**Entries provided:**
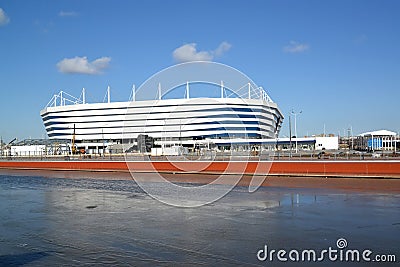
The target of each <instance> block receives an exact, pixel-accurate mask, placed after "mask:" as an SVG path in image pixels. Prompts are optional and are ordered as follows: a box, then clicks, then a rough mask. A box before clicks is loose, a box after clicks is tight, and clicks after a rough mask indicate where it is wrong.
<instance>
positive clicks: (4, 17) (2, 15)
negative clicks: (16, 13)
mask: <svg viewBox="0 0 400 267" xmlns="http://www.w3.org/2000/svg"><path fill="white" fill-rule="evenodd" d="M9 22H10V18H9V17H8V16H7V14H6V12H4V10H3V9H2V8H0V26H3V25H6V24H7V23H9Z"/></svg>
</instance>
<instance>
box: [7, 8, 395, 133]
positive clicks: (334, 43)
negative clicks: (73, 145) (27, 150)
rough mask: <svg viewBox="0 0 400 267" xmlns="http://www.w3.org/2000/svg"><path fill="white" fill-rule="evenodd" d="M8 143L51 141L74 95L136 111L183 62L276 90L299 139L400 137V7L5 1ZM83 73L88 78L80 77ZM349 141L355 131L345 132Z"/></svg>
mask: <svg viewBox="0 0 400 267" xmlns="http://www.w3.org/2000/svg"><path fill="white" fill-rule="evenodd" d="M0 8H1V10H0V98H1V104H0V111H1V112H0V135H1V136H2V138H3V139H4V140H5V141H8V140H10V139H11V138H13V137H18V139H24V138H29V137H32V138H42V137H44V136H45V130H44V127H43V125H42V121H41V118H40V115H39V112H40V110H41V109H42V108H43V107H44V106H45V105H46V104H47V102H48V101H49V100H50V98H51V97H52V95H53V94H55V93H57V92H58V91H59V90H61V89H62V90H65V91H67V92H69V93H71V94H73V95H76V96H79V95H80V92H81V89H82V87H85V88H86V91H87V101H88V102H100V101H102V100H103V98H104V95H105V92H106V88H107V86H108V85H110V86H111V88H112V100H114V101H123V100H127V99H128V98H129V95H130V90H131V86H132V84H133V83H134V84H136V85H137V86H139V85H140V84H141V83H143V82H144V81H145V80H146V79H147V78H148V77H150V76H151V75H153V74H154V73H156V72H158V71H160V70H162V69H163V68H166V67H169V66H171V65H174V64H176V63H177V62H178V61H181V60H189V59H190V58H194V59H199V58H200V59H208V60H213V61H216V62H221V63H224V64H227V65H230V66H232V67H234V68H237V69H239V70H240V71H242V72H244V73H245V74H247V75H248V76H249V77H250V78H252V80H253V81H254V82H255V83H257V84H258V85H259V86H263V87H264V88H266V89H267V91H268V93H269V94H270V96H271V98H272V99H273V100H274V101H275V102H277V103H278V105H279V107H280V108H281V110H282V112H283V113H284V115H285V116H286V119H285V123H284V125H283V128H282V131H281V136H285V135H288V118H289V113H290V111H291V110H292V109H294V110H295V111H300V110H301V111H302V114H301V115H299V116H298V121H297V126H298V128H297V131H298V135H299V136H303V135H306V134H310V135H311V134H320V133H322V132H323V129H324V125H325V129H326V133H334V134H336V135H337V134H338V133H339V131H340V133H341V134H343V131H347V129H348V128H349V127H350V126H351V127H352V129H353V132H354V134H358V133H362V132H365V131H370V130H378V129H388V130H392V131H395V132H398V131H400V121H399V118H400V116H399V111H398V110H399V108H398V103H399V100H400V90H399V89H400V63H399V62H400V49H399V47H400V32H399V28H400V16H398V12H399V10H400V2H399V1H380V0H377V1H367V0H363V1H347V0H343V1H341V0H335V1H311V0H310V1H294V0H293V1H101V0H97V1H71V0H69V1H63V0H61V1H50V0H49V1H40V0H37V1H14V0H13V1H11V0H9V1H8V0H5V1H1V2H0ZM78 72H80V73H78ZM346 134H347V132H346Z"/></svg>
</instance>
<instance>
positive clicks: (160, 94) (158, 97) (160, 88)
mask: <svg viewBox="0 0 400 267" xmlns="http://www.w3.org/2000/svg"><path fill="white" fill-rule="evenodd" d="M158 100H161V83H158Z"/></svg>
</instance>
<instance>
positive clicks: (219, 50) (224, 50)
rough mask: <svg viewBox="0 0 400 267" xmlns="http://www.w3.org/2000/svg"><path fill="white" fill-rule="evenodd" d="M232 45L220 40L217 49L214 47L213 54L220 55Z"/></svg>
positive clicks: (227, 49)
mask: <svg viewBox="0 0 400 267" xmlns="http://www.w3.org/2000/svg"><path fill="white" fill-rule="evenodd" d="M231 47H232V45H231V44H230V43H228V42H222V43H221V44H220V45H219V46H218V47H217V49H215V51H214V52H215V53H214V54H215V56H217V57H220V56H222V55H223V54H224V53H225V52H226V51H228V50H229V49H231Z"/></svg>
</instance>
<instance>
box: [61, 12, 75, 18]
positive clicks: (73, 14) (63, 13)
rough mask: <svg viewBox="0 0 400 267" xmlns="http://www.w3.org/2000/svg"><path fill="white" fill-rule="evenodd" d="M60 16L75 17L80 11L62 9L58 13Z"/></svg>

**Aim of the task:** Everything from the line containing "positive clicks: (160, 94)" to the last line of the material above must be copied exactly, and only that.

**Solution to the problem:**
positive clicks: (160, 94) (158, 97) (160, 88)
mask: <svg viewBox="0 0 400 267" xmlns="http://www.w3.org/2000/svg"><path fill="white" fill-rule="evenodd" d="M158 100H161V83H158Z"/></svg>
</instance>
<instance>
positive clicks: (219, 50) (224, 50)
rough mask: <svg viewBox="0 0 400 267" xmlns="http://www.w3.org/2000/svg"><path fill="white" fill-rule="evenodd" d="M232 45L220 40L217 49L214 47L213 54L220 55Z"/></svg>
positive clicks: (227, 49)
mask: <svg viewBox="0 0 400 267" xmlns="http://www.w3.org/2000/svg"><path fill="white" fill-rule="evenodd" d="M231 47H232V45H231V44H230V43H228V42H222V43H221V44H220V45H219V46H218V47H217V49H215V51H214V52H215V53H214V54H215V56H217V57H220V56H222V55H223V54H224V53H225V52H226V51H228V50H229V49H231Z"/></svg>
</instance>
<instance>
box: [61, 12, 75, 18]
positive clicks: (73, 14) (63, 13)
rough mask: <svg viewBox="0 0 400 267" xmlns="http://www.w3.org/2000/svg"><path fill="white" fill-rule="evenodd" d="M60 16L75 17L80 11L62 9L58 13Z"/></svg>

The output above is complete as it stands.